• [Excerpt provided]:
╭──

Community Server for Rent a Coder

How Software Gets Done
Welcome to Community Server for Rent a Coder Sign in | Join | Help
in Search

Real Life Microsoft IT

How SQL Server 2005 "Forced Parameterization" cut ad-hoc query CPU usage by 85%

Is it my imagination or is SQL 2005 running slower?

My first impresson with SQL Server 2005 came after installing it on a test server.  The test server is a dual processor machine...which was a pretty high powered box back in it's hey-day, but these days it's a commodity server.  It runs both SQL Server and IIS,so it is more sensitive to load problems than the production server.  This make it a good "canary in a coal-mine", because it detects and helps flush out performance problems early in the process.

The first thing I noticed with 2005, was that every time I rebooted the machine, the first time I ran a particular web page (which ran queries to SQL ), SQL Server 2005 would take a really long time to return the results. In 2000, it would run in about 7 seconds, but in 2005 it would timeout the web page (meaning it took at least 10 seconds). But after that first call it would be fine..and would actually run faster than 7 seconds.   This weird problem would only occur after every reboot...and would then disappear.

Since I had hundreds of other tasks that needed to be done for the upgrade, and it only happened on bootup, I simply increased the timeout on the page to 15 seconds, and pressed on to other matters.  But it stayed in the back of my mind.

SQL Server 2005: Faster to Execute but Slower to Compile?

All versions of SQL Server first compile a query and then execute it.  I have seen many times where SQL Server 2005 executes queries faster than 2000...but I have also seen many times where it took longer to compile them in the first place.  Most likely the two are related...it takes more time to create a better query plan.

This isn't necessarily a bad thing.  In fact, if 100% of your workload is stored procedures, it is a great improvement.  That is because stored procs are precompiled, so they are only compiled once and executed many times. So if this is your situation, then you will save many multiples of time more than you are giving up.

BUT...if on the other hand if your workload has a large percentage of ad hoc queries (for example: SQL called from a programming language like ASP.NET), then the situation will be reversed.  That is becuase ad hoc queries have to be compiled each and every time they need to be run.  And if this is your case, then they will run slower in 2005 than in 2000.

Workarounds

In an ideal world this would not be a problem, becuase everything would be written in stored procedures.  However, this ideal case doesn't always exist.  Some apps use 3rd party middle tier components which preclude the abilty to implement stored procs.  Others require the ability to run on multiple vendor databases...meaning they can only use vendor-neutral SQL.

╰──

• [Provided records]:
╭──

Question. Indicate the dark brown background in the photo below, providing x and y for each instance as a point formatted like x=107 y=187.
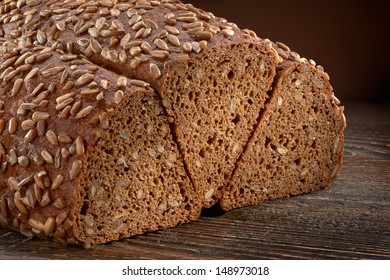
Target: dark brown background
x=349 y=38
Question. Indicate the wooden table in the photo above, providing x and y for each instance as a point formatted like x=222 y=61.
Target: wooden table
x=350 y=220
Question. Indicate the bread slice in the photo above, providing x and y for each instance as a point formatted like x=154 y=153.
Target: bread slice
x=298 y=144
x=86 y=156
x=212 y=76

╰──
╭──

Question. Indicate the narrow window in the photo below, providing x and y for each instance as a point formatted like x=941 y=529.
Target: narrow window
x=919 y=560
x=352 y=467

╰──

• [Tasks to carry out]:
• 1. In the SQL Server 2005 post, what timeout did the writer set on the slow web page?
• 2. Continue the SQL Server 2005 post after its final paragraph.
The material after the post is from a separate source.

• [Answers for the tasks]:
• 1. 15 seconds.

• 2.
The more typical application is homegrown and designed only for SQL Server, so it doesn't have any of the above problems.  These apps typically use stored procs when they can, but but use an adhoc query when they can't.  For example, a search screen with many paramaters creates very complex SQL that morphs dramatically from query to query.  If you choose one set of options, you might get a simple query, and if you choose others, you may have to INNER or OUTER JOIN to 10-11 additional tables, new fields, WHERE, HAVING, GROUP BY clauses, etc.  This easy to code in a declarative language like .NET.  But this sort of structure is an exponentially growing nightmare in a true TSQL stored procedure.  .NET stored procs are a leg up on TSQL and can make non-set based operations easier to do.  But they are little slower than TSQL.  More imporantly, all stored procedures (including .NET, TSQL and even dynamic TSQL), cause a fundamental programming problem. Coding them requires maintaining an interface in two places...in the stored proc and in the code.  Every change requires two changes rather than one...and every time new functionality is added, this usually requires an interface change.  This translates into double the development time, double the chances for bugs and double the work.

Is there another way?

But what if there were a way to get:
1) The performance of a TSQL stored proc 
2) The power and flexibility of a declarative language
3) That only requires one interface?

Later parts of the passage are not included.